## The request
Select every line below that contains the word "trim" and copy those lines.

## Supplied records
_ _ _ _
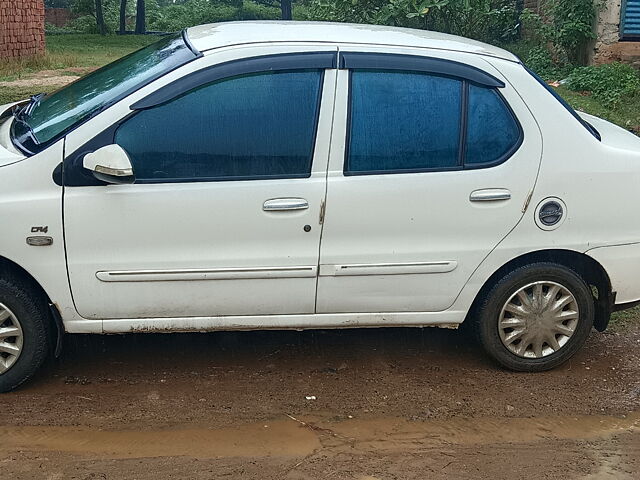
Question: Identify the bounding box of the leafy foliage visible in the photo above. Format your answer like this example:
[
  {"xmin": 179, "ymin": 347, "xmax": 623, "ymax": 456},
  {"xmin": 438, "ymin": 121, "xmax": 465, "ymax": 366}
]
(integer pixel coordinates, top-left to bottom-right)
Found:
[
  {"xmin": 521, "ymin": 0, "xmax": 599, "ymax": 70},
  {"xmin": 566, "ymin": 63, "xmax": 640, "ymax": 106},
  {"xmin": 309, "ymin": 0, "xmax": 518, "ymax": 42}
]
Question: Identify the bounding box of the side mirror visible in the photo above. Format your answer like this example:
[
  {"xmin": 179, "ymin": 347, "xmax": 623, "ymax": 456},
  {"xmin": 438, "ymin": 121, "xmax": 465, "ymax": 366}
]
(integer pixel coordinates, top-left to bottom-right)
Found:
[{"xmin": 82, "ymin": 145, "xmax": 136, "ymax": 183}]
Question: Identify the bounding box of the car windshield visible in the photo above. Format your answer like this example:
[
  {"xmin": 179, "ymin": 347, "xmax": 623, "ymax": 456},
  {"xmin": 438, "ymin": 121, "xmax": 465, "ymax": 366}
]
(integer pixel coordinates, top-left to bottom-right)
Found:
[{"xmin": 12, "ymin": 33, "xmax": 199, "ymax": 153}]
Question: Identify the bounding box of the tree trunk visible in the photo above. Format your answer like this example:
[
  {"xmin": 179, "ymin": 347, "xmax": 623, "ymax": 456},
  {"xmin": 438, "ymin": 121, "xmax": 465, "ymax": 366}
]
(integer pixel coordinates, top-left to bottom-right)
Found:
[
  {"xmin": 119, "ymin": 0, "xmax": 127, "ymax": 35},
  {"xmin": 136, "ymin": 0, "xmax": 147, "ymax": 35},
  {"xmin": 280, "ymin": 0, "xmax": 292, "ymax": 20},
  {"xmin": 96, "ymin": 0, "xmax": 107, "ymax": 35}
]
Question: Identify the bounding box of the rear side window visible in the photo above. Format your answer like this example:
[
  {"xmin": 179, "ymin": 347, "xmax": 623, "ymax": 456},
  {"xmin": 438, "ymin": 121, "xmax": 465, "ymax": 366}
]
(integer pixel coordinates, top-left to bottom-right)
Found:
[
  {"xmin": 464, "ymin": 84, "xmax": 520, "ymax": 165},
  {"xmin": 525, "ymin": 67, "xmax": 602, "ymax": 141},
  {"xmin": 115, "ymin": 70, "xmax": 322, "ymax": 183},
  {"xmin": 346, "ymin": 71, "xmax": 463, "ymax": 173},
  {"xmin": 345, "ymin": 70, "xmax": 522, "ymax": 175}
]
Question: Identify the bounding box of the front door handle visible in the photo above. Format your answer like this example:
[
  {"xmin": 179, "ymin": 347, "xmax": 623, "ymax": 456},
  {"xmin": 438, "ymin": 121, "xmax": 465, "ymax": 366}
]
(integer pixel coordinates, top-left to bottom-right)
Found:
[
  {"xmin": 262, "ymin": 198, "xmax": 309, "ymax": 212},
  {"xmin": 469, "ymin": 188, "xmax": 511, "ymax": 202}
]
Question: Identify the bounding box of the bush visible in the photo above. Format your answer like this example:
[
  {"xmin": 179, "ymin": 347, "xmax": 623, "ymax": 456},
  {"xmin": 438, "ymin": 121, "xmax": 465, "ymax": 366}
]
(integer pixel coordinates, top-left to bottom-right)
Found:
[{"xmin": 566, "ymin": 63, "xmax": 640, "ymax": 106}]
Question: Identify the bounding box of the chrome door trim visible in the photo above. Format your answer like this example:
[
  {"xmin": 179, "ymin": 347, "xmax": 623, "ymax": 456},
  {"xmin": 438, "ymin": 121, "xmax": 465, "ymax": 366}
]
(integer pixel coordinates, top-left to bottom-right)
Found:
[
  {"xmin": 96, "ymin": 265, "xmax": 318, "ymax": 282},
  {"xmin": 469, "ymin": 188, "xmax": 511, "ymax": 202},
  {"xmin": 320, "ymin": 260, "xmax": 458, "ymax": 277},
  {"xmin": 262, "ymin": 197, "xmax": 309, "ymax": 212}
]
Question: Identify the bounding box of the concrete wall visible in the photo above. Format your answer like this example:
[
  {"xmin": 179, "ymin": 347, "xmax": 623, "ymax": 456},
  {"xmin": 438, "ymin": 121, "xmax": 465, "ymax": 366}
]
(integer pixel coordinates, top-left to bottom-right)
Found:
[
  {"xmin": 593, "ymin": 0, "xmax": 622, "ymax": 63},
  {"xmin": 593, "ymin": 0, "xmax": 640, "ymax": 67},
  {"xmin": 0, "ymin": 0, "xmax": 44, "ymax": 59}
]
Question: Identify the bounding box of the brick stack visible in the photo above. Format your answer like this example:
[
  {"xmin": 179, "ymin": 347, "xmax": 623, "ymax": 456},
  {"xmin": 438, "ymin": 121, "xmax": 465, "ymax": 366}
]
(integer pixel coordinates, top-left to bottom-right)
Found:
[{"xmin": 0, "ymin": 0, "xmax": 44, "ymax": 59}]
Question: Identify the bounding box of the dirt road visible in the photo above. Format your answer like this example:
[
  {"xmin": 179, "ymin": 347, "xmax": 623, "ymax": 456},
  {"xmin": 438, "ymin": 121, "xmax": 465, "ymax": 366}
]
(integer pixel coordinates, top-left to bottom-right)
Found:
[{"xmin": 0, "ymin": 326, "xmax": 640, "ymax": 480}]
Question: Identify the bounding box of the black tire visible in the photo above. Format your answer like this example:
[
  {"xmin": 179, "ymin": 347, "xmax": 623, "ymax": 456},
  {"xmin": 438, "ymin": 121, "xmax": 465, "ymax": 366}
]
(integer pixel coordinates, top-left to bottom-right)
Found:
[
  {"xmin": 0, "ymin": 277, "xmax": 51, "ymax": 393},
  {"xmin": 470, "ymin": 262, "xmax": 594, "ymax": 372}
]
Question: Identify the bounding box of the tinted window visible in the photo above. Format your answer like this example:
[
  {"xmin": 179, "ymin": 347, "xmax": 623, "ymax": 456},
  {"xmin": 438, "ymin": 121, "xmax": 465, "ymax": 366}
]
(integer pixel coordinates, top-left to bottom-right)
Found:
[
  {"xmin": 115, "ymin": 70, "xmax": 322, "ymax": 182},
  {"xmin": 464, "ymin": 84, "xmax": 520, "ymax": 164},
  {"xmin": 525, "ymin": 67, "xmax": 602, "ymax": 140},
  {"xmin": 345, "ymin": 70, "xmax": 462, "ymax": 172}
]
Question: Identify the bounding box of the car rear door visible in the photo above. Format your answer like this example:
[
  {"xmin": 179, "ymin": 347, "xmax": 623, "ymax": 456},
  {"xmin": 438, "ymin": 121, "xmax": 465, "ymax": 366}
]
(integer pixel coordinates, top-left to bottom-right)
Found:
[{"xmin": 317, "ymin": 47, "xmax": 542, "ymax": 313}]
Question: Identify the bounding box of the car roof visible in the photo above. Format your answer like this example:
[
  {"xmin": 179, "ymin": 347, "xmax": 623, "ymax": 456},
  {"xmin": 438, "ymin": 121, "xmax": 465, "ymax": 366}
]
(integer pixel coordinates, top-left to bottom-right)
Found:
[{"xmin": 187, "ymin": 21, "xmax": 519, "ymax": 62}]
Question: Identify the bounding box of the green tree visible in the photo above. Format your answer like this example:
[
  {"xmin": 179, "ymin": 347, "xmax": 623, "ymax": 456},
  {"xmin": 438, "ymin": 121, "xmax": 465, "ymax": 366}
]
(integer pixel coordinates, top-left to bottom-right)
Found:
[
  {"xmin": 118, "ymin": 0, "xmax": 127, "ymax": 35},
  {"xmin": 136, "ymin": 0, "xmax": 147, "ymax": 35},
  {"xmin": 95, "ymin": 0, "xmax": 107, "ymax": 35}
]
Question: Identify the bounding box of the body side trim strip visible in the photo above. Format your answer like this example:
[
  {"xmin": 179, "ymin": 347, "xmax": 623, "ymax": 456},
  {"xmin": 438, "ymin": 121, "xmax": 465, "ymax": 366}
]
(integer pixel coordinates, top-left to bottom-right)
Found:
[
  {"xmin": 96, "ymin": 265, "xmax": 318, "ymax": 282},
  {"xmin": 320, "ymin": 260, "xmax": 458, "ymax": 277}
]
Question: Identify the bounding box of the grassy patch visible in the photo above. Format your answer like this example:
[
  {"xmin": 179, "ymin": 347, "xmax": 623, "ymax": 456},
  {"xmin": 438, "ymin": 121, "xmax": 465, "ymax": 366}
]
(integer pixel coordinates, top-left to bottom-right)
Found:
[
  {"xmin": 0, "ymin": 34, "xmax": 159, "ymax": 81},
  {"xmin": 556, "ymin": 87, "xmax": 640, "ymax": 134}
]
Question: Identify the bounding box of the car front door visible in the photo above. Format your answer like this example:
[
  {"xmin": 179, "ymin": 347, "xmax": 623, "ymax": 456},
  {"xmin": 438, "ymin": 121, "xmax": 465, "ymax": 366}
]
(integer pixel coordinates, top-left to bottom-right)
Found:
[
  {"xmin": 317, "ymin": 47, "xmax": 541, "ymax": 313},
  {"xmin": 64, "ymin": 53, "xmax": 336, "ymax": 319}
]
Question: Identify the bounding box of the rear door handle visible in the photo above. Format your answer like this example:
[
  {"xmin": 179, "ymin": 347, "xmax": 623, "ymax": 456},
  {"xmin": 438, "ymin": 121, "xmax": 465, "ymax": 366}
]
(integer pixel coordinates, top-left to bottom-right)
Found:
[
  {"xmin": 469, "ymin": 188, "xmax": 511, "ymax": 202},
  {"xmin": 262, "ymin": 198, "xmax": 309, "ymax": 212}
]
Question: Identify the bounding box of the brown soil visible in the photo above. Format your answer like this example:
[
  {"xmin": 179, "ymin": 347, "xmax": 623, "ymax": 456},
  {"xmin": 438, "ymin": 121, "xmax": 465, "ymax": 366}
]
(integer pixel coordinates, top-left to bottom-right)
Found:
[
  {"xmin": 0, "ymin": 67, "xmax": 95, "ymax": 88},
  {"xmin": 0, "ymin": 326, "xmax": 640, "ymax": 480}
]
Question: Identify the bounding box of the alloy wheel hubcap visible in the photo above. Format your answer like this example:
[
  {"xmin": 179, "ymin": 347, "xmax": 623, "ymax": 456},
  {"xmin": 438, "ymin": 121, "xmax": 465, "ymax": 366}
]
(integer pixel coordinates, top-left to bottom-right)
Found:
[
  {"xmin": 0, "ymin": 303, "xmax": 23, "ymax": 375},
  {"xmin": 498, "ymin": 282, "xmax": 580, "ymax": 358}
]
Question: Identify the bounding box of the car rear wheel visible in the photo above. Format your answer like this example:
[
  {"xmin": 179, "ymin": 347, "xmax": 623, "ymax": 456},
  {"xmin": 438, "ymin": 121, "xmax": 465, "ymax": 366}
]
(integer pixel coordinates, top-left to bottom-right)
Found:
[
  {"xmin": 475, "ymin": 263, "xmax": 594, "ymax": 372},
  {"xmin": 0, "ymin": 279, "xmax": 51, "ymax": 393}
]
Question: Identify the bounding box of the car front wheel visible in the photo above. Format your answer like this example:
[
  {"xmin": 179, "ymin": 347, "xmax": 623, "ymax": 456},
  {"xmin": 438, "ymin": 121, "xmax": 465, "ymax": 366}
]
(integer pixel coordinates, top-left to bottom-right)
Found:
[
  {"xmin": 0, "ymin": 278, "xmax": 51, "ymax": 393},
  {"xmin": 475, "ymin": 262, "xmax": 594, "ymax": 372}
]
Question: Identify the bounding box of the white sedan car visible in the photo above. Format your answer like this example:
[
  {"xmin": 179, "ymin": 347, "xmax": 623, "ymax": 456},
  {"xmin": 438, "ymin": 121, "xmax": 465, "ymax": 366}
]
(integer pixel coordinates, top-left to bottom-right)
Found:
[{"xmin": 0, "ymin": 22, "xmax": 640, "ymax": 391}]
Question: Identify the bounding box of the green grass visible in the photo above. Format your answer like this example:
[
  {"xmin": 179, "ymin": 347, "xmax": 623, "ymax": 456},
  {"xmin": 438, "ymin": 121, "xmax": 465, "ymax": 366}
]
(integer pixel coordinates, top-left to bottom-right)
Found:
[
  {"xmin": 0, "ymin": 34, "xmax": 159, "ymax": 81},
  {"xmin": 556, "ymin": 87, "xmax": 640, "ymax": 134}
]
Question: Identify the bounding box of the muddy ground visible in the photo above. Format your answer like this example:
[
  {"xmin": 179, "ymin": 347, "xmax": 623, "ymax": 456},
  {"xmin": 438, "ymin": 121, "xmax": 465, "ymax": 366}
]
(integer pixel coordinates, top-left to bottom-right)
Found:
[{"xmin": 0, "ymin": 324, "xmax": 640, "ymax": 480}]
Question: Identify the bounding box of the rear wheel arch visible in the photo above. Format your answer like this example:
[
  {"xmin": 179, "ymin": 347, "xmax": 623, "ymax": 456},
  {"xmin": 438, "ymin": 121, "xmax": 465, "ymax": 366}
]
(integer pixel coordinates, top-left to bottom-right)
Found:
[{"xmin": 465, "ymin": 249, "xmax": 614, "ymax": 332}]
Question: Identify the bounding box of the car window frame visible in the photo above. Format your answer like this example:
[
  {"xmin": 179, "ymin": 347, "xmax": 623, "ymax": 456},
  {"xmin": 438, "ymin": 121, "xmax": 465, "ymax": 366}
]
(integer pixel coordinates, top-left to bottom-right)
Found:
[
  {"xmin": 62, "ymin": 49, "xmax": 338, "ymax": 187},
  {"xmin": 339, "ymin": 52, "xmax": 524, "ymax": 177}
]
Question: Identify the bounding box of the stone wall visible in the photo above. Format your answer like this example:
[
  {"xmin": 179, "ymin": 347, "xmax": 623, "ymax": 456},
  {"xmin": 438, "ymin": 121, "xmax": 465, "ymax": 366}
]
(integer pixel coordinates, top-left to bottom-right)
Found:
_ _ _ _
## Written solution
Question: Identify the bounding box of the chrome door trim visible in the photo above. Format your answer like this example:
Question: Identify the bounding box of the body side trim strip visible in the photo above. Format your answer like this example:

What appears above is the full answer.